> **THINGS TO DO**
- a) According to the ultrasound therapy passage, what will the deep learning models be trained to predict?
- b) Write a continuation of the ultrasound therapy passage, picking up after its final sentence.

> **EXCERPTED PASSAGE**
The aim of this fellowship extension is to develop a new type of model that can make very fast predictions of how sound waves travel in the brain. This will be based on a special type of artificial intelligence called deep learning. The deep learning models will be trained to predict the distortion caused by the skull bone. The models will learn this using a large number of training examples generated using the powerful computer models mentioned above. As part of the project, the models will be rigorously tested using patient data from previous clinical treatments. Carefully planned laboratory experiments using phantom materials designed to mimic the skull and brain will also be conducted. The new models will allow doctors to automatically correct for distortions caused by the skull and quickly predict the treatment outcomes. This would be a major breakthrough in the treatment of brain disorders and enable the wide-spread application of ground-breaking ultrasound therapies.

Planned Impact

The direct beneficiaries of this project are patients suffering neurological and psychiatric brain disorders. This covers a wide spectrum of conditions, including Parkinson's disease, Alzheimer's disease, essential tremor, and depression. These disorders are extremely debilitating and have a significant impact on quality of life for patients and carers. Taken together, these conditions comprise the largest single cause of morbidity in the EU in terms of disability adjusted life years. This has clear implications for healthcare budgets and the economy more broadly.

In the last decade, new treatments for brain disorders based on therapeutic uses of ultrasound have generated huge excitement in the research and medical communities. Ultrasound offers the unique ability to non-invasively ablate brain tissue, deliver drugs, stimulate or modulate brain activity, and open the blood-brain barrier. However, one major barrier to the wider clinical adoption of this technology is the lack of accurate online treatment planning tools. The skull can significantly distort the ultrasound waves as they propagate into the brain, so planning tools are essential to correct for these distortions and predict treatment outcomes ahead of time. However, even with large supercomputers, existing treatment planning models can take hours or days to run, making them unsuitable for online use in many clinical applications.

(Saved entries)
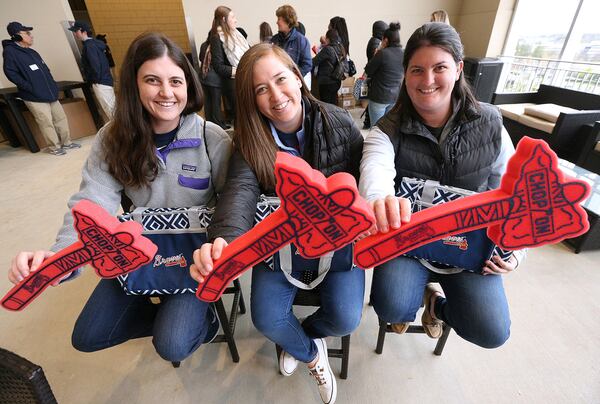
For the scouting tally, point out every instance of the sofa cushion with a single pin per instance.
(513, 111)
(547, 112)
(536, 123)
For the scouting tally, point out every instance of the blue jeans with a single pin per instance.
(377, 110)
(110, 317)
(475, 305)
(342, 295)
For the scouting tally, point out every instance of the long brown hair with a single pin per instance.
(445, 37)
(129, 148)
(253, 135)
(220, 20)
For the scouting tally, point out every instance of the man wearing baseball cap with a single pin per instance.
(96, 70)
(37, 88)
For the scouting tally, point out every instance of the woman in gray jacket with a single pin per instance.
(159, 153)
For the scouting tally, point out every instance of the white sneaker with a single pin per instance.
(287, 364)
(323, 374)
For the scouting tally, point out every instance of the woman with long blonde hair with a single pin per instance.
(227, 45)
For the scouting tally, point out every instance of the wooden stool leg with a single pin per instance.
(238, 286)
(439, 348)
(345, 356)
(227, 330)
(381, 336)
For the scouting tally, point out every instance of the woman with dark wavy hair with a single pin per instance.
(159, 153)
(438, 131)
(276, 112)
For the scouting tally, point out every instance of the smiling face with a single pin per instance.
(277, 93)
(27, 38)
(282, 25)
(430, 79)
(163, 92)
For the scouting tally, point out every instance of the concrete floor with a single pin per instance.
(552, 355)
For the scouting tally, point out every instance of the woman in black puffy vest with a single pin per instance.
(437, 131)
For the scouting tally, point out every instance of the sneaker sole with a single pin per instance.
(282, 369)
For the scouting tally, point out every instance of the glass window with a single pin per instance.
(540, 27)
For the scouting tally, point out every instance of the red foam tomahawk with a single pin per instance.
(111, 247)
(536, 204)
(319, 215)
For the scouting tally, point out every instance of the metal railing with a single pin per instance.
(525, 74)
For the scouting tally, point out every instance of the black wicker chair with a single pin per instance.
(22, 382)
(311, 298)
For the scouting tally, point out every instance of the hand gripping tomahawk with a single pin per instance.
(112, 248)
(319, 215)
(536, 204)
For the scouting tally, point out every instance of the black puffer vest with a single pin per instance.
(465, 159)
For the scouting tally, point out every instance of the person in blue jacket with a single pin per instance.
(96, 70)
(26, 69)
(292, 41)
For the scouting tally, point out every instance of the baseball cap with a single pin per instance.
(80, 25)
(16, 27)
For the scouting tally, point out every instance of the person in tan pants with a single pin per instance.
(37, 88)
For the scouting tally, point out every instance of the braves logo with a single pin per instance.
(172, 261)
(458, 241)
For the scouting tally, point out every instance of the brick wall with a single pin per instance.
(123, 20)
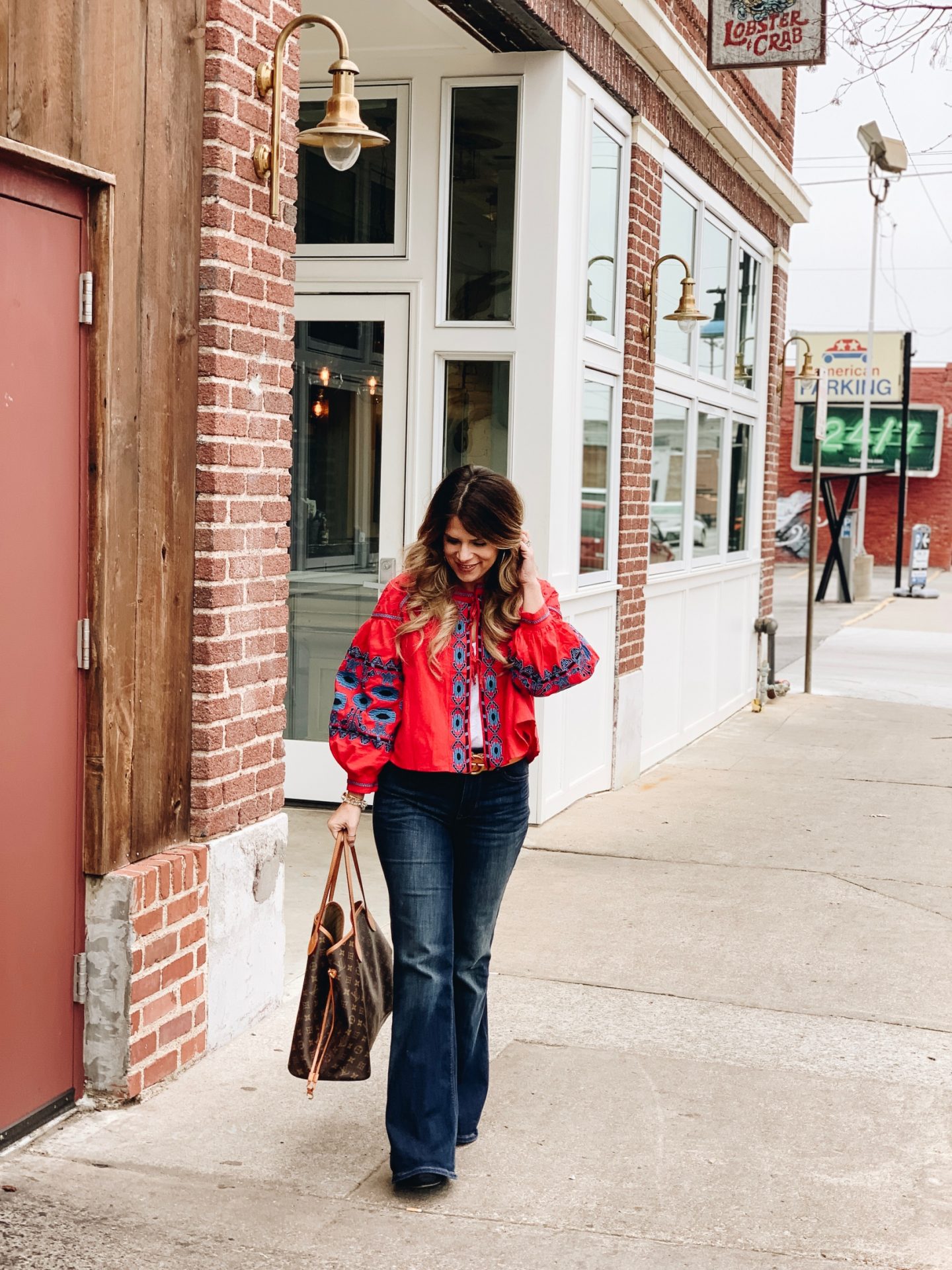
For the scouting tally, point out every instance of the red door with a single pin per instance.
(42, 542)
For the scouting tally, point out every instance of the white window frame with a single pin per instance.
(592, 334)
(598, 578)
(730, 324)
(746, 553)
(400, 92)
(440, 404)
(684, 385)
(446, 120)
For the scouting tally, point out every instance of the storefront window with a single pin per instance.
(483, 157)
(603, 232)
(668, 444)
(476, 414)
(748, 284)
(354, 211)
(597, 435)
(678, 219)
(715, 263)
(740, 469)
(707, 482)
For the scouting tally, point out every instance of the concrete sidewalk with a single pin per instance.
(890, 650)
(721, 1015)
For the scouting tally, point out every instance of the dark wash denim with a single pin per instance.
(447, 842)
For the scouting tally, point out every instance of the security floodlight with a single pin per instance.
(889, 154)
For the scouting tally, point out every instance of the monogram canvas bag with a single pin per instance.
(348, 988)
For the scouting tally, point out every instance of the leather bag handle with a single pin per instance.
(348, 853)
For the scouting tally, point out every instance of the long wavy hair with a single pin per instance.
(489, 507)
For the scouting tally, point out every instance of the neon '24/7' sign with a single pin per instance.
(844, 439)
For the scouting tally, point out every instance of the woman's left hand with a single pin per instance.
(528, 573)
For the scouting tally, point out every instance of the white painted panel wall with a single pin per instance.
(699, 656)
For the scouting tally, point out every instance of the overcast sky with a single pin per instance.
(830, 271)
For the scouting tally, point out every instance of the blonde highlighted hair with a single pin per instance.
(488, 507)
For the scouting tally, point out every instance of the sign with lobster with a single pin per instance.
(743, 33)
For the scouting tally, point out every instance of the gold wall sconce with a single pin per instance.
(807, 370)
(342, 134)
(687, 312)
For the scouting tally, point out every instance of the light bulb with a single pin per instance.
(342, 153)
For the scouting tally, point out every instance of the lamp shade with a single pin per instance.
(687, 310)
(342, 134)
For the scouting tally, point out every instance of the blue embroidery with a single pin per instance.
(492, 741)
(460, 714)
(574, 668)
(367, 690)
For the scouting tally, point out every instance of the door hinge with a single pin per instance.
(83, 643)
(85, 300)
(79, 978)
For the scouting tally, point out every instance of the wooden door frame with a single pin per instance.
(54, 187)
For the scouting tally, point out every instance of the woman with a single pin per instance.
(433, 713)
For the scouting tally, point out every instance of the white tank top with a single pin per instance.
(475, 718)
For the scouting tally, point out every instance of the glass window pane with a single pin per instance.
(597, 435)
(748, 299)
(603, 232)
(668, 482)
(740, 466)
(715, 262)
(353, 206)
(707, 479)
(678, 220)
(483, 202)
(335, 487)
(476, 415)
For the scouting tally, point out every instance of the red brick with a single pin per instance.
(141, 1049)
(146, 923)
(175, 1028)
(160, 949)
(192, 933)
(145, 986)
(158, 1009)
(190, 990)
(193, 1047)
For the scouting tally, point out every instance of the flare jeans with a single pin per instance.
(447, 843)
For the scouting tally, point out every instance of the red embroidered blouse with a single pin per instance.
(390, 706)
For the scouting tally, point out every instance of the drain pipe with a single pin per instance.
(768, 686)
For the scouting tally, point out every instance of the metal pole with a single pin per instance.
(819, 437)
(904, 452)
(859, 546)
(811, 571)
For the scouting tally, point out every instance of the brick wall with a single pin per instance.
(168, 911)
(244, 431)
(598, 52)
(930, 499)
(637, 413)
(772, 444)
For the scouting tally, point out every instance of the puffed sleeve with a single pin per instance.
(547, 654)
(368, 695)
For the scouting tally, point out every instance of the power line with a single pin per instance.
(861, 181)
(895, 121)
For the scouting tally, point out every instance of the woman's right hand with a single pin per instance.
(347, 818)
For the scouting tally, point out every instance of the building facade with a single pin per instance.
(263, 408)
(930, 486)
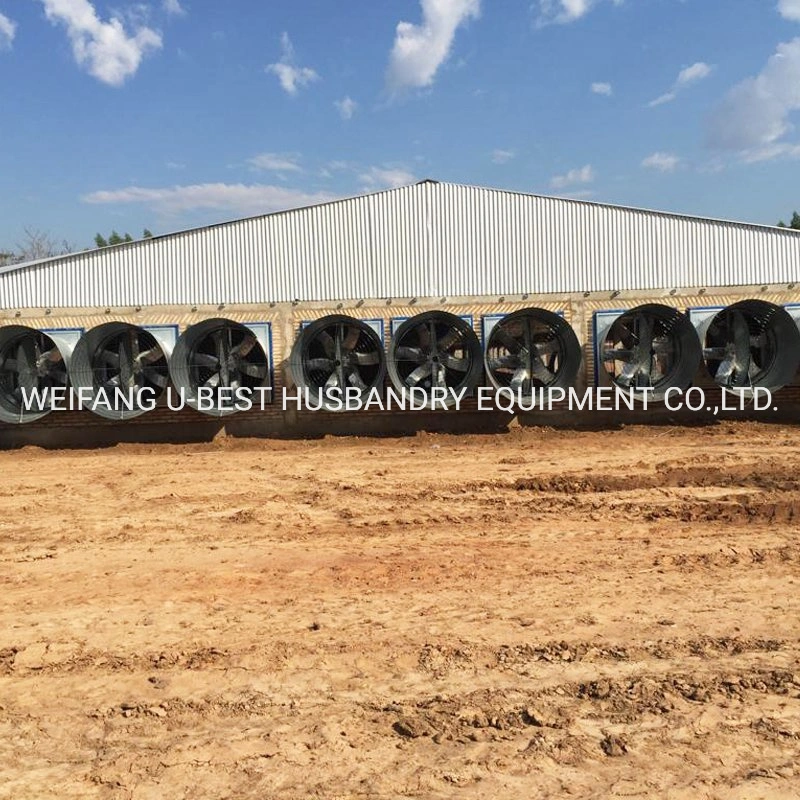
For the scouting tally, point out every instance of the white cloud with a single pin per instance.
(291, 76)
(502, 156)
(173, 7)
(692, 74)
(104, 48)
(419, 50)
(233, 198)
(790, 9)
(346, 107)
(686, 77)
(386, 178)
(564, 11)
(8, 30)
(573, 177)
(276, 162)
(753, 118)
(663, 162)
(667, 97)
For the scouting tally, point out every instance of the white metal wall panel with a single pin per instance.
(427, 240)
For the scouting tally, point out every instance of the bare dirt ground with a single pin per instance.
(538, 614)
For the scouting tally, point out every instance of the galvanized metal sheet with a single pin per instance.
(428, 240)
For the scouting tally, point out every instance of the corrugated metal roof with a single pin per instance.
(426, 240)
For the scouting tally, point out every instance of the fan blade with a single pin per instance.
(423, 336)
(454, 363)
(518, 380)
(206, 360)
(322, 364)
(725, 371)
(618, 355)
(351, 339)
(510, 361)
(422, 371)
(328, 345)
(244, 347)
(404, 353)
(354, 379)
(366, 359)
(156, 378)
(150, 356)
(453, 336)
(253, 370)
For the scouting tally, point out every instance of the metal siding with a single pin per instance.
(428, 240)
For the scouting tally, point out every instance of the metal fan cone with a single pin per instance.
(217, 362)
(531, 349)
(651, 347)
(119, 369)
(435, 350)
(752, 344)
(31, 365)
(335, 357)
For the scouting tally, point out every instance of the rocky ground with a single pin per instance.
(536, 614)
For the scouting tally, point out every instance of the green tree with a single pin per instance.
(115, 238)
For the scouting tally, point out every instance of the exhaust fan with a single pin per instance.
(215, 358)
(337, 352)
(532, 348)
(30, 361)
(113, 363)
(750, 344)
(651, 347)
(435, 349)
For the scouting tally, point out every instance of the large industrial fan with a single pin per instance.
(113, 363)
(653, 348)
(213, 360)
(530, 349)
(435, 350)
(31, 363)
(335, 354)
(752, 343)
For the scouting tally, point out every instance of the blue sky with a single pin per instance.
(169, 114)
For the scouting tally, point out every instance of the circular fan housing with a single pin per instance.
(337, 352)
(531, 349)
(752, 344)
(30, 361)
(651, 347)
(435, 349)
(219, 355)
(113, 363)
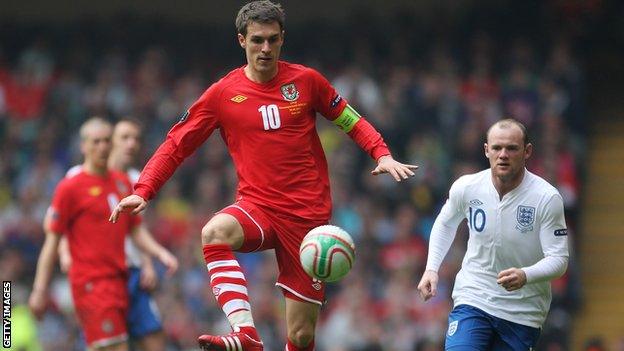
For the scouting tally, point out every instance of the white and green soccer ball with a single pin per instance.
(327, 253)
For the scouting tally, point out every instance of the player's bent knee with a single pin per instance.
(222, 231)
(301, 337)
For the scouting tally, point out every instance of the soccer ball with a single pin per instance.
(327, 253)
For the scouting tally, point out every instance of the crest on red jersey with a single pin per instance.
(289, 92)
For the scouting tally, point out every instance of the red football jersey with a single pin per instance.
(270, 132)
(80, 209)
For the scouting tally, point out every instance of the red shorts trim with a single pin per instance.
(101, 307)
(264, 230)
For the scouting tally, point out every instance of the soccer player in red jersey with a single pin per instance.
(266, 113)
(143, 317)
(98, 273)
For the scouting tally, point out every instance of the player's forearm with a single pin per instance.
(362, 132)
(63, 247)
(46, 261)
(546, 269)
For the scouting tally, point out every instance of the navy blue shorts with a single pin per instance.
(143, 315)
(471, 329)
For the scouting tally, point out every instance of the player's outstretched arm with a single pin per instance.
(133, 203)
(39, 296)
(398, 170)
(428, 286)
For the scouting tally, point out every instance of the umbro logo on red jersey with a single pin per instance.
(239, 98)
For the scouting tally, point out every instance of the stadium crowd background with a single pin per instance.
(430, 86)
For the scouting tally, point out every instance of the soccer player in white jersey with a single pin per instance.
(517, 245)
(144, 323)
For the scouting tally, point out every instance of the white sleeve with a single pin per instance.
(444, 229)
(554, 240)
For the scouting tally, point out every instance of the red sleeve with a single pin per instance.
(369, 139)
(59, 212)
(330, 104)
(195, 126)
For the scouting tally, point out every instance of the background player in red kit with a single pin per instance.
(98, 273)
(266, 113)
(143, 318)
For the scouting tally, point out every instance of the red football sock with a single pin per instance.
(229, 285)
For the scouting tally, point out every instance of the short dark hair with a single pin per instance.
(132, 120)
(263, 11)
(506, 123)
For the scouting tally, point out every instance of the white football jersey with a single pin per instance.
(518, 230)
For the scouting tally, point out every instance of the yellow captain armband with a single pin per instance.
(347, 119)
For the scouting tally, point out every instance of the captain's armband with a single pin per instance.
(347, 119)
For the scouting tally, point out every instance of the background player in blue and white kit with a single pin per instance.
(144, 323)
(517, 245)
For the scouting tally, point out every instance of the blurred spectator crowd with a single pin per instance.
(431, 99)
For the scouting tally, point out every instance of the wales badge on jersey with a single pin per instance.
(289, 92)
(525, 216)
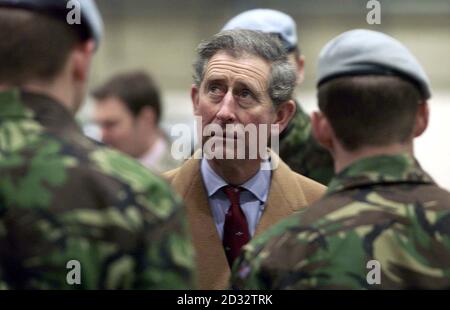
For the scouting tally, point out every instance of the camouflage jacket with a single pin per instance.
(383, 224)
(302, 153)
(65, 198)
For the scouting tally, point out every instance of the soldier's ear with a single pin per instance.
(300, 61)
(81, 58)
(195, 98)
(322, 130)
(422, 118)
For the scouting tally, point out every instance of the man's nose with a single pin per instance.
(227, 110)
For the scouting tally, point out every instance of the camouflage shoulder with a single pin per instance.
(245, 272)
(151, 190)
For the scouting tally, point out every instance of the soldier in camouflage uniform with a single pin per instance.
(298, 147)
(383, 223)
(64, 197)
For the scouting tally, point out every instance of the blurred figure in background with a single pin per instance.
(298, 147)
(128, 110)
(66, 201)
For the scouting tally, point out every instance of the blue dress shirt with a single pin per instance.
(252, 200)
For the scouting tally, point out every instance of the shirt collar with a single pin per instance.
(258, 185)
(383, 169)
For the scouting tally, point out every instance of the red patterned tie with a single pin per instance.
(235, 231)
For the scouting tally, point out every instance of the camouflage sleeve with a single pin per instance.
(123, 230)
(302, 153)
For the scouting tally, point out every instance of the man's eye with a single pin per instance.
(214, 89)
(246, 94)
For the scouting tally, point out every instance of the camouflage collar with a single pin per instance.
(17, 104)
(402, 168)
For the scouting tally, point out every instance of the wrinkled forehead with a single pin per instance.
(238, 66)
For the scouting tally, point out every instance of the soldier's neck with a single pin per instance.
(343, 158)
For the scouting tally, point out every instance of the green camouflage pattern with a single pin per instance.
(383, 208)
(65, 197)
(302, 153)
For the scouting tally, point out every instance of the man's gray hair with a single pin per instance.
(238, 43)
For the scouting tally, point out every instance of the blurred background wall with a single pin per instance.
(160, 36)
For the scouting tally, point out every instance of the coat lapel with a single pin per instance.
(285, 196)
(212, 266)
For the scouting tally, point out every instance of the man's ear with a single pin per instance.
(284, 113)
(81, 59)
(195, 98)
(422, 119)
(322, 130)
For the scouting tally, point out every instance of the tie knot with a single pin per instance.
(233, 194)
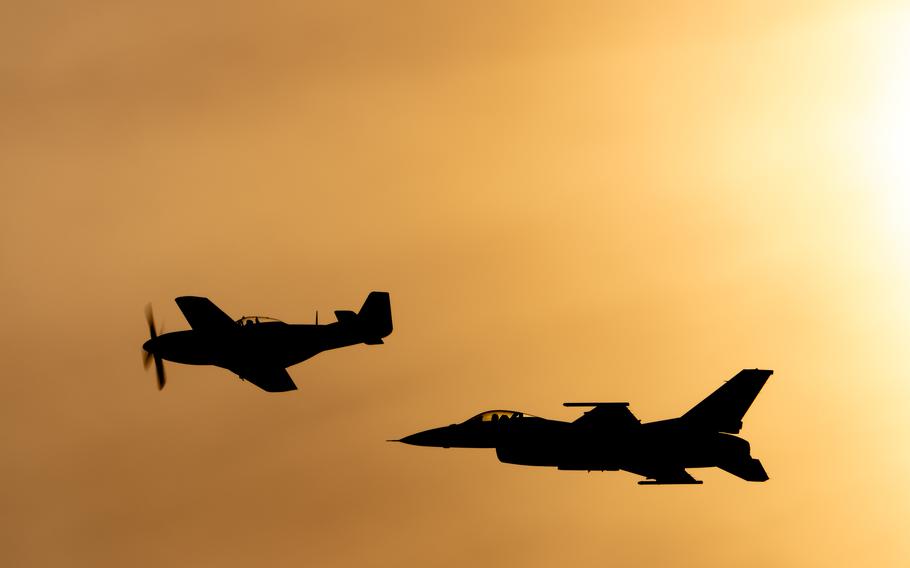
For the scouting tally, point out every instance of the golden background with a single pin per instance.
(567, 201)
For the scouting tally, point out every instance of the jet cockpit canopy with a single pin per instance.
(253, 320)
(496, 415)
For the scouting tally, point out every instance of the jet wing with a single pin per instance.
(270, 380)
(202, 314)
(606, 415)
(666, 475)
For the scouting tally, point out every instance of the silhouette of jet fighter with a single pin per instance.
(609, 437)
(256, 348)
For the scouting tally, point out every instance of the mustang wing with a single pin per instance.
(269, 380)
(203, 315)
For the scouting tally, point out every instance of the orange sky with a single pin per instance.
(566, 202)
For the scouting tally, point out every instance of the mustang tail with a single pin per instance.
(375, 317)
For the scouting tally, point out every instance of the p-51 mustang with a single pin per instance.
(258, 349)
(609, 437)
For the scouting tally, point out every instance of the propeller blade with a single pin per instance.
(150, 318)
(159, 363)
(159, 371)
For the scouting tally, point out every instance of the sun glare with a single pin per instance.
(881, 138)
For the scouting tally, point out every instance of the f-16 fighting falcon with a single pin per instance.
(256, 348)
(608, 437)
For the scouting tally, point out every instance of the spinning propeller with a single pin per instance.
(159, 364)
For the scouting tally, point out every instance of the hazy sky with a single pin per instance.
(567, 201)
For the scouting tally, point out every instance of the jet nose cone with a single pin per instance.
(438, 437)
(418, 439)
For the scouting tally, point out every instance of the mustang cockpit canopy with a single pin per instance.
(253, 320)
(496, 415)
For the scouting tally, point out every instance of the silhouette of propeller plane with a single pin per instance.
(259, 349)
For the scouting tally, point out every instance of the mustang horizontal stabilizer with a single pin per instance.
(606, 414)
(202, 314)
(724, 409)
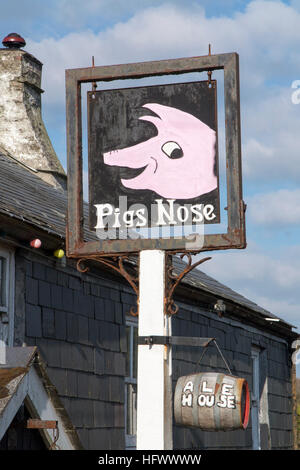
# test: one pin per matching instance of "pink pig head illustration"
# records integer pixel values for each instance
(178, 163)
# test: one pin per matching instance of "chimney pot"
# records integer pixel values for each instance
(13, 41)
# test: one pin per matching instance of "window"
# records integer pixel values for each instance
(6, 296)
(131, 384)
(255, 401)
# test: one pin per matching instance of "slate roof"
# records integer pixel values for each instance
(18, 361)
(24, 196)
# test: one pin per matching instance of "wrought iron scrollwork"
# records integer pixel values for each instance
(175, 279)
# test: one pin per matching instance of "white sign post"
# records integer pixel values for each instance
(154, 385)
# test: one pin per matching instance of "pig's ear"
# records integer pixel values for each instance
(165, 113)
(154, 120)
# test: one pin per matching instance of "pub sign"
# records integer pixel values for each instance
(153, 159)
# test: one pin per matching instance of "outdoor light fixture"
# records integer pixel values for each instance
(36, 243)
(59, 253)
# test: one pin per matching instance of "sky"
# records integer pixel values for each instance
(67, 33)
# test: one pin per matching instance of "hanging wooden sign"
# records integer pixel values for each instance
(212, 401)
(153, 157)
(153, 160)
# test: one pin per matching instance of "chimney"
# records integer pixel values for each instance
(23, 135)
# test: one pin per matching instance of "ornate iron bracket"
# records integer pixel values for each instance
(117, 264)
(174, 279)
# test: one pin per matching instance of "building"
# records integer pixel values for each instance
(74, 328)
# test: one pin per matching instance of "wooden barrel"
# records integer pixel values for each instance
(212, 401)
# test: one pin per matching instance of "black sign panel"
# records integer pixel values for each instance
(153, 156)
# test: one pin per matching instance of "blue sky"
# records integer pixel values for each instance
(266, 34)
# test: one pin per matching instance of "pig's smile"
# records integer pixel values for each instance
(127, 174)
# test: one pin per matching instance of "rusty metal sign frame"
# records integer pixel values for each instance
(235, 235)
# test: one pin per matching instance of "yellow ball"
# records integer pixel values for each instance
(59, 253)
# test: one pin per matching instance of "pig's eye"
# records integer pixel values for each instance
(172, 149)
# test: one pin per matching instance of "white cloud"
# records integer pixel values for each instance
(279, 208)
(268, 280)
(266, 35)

> **EXERCISE RESPONSES**
- a) The distortion caused by the skull bone.

- b)
The novel tools for treatment planning based on deep learning outlined in this proposal could provide a major breakthrough in computing performance and act as a catalyst for the widespread clinical application of therapeutic ultrasound technologies in the brain. Impact will arise from: (i) the enhanced accuracy compared to existing models used in commercial devices, (ii) the unprecedented levels of computational performance which will allow model-based treatment planning predictions to be made in real-time, (iii) the extensive validation of the models, and (iv) adherence to the regulatory framework required for the clinical application of scientific software. In the context of delivering value-based healthcare, these tools could also play a significant role in decreasing procedural costs and optimising clinical outcomes. This impact will be enhanced by open-source software releases and the establishment of a new subject repository for ultrasound metrology data.

The enhanced capabilities for ultrasound therapy offered by real-time treatment planning software will provide a significant competitive edge over other planning approaches currently used in academia and industry. This will make the software commercially attractive to manufacturers of therapeutic ultrasound equipment, two of whom are already directly engaged with this project. It is expected the generated IP will lead to licensing agreements or the development of new start-ups, with the UK becoming a base for future international investment. The developed tools will also act as a platform technology for wide-reaching investigations into the interaction of ultrasound with the human body.